*** Opening RECORDS TO USE ***
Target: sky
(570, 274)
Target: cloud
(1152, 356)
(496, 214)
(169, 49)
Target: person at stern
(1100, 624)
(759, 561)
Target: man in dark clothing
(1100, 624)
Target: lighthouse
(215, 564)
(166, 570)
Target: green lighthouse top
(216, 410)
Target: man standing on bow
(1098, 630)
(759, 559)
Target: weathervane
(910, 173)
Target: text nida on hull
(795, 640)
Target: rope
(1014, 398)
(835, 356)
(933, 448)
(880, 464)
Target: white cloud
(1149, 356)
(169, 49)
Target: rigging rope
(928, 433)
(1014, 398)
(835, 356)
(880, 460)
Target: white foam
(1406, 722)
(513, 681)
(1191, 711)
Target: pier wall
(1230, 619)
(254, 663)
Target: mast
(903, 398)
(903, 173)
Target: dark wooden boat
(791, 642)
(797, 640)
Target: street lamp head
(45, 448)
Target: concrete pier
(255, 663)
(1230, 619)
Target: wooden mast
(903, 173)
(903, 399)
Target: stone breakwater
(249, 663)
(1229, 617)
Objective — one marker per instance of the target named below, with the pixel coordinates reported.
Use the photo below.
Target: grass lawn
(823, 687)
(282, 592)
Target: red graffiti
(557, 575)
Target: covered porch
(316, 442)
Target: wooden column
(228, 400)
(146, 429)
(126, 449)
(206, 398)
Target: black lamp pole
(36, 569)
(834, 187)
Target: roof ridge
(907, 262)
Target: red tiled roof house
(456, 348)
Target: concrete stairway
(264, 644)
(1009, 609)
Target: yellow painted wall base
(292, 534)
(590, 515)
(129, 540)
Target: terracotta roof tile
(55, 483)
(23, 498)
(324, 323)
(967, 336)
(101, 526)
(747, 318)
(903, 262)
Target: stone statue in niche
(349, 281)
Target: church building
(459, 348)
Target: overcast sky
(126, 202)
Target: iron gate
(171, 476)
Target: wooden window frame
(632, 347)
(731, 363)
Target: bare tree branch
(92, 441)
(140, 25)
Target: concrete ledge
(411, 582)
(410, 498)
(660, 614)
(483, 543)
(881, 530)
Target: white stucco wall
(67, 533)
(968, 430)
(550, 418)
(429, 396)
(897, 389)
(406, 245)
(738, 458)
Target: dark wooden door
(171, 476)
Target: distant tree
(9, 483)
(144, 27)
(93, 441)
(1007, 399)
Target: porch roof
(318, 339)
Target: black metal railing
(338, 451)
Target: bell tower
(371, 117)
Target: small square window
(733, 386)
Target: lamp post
*** Closing RECORDS TO USE ***
- WHAT THE TASK REQUIRES
Give every line of the material again, exactly as it reads.

- YOUR RESPONSE
Target: sky
(570, 274)
Target: cloud
(1152, 356)
(496, 214)
(169, 49)
Target: person at stern
(1100, 624)
(759, 561)
Target: man in dark clothing
(1100, 624)
Target: lighthouse
(215, 564)
(166, 570)
Target: green lighthouse top
(216, 410)
Target: man standing on bow
(1098, 630)
(759, 559)
Target: weathervane
(910, 173)
Target: text nida on hull
(795, 640)
Target: rope
(1014, 398)
(835, 356)
(933, 448)
(880, 464)
Target: white cloud
(1149, 356)
(169, 49)
Target: rigging rope
(928, 433)
(1014, 398)
(835, 356)
(880, 460)
Target: white foam
(1406, 722)
(513, 681)
(1191, 711)
Target: pier wall
(1230, 619)
(254, 663)
Target: mast
(903, 398)
(903, 173)
Target: dark wooden boat
(791, 642)
(797, 640)
Target: street lamp head
(45, 448)
Target: concrete pier
(255, 663)
(1230, 619)
Target: wooden mast
(903, 173)
(903, 399)
Target: stone breakwater
(249, 663)
(1229, 617)
Objective — one marker per instance of the target named below, with the pixel coordinates reported.
Use the photo below.
Target: grass lawn
(823, 687)
(282, 592)
Target: red graffiti
(557, 575)
Target: covered porch
(316, 442)
Target: wooden column
(228, 400)
(146, 429)
(126, 449)
(206, 398)
Target: black lamp pole
(36, 569)
(834, 187)
Target: roof ridge
(907, 262)
Target: red tiled roof house
(456, 348)
Target: concrete stairway
(264, 644)
(1009, 609)
Target: yellow painted wall base
(292, 534)
(590, 515)
(129, 540)
Target: terracotta roof tile
(55, 483)
(23, 498)
(324, 323)
(967, 336)
(101, 526)
(747, 318)
(903, 262)
Target: stone statue in niche
(349, 281)
Target: church building
(459, 348)
Target: overcast sky
(126, 202)
Target: iron gate
(171, 476)
Target: wooden window frame
(632, 347)
(731, 363)
Target: bare tree branch
(92, 441)
(140, 25)
Target: concrete ledge
(411, 582)
(410, 498)
(660, 614)
(483, 543)
(881, 530)
Target: white stucco wall
(67, 533)
(968, 430)
(550, 418)
(429, 396)
(897, 389)
(406, 245)
(738, 458)
Target: dark wooden door
(171, 476)
Target: distant tree
(9, 483)
(144, 27)
(93, 441)
(1007, 399)
Target: porch roof
(318, 339)
Target: black metal railing
(338, 451)
Target: bell tower
(371, 117)
Target: small square window
(733, 386)
Target: lamp post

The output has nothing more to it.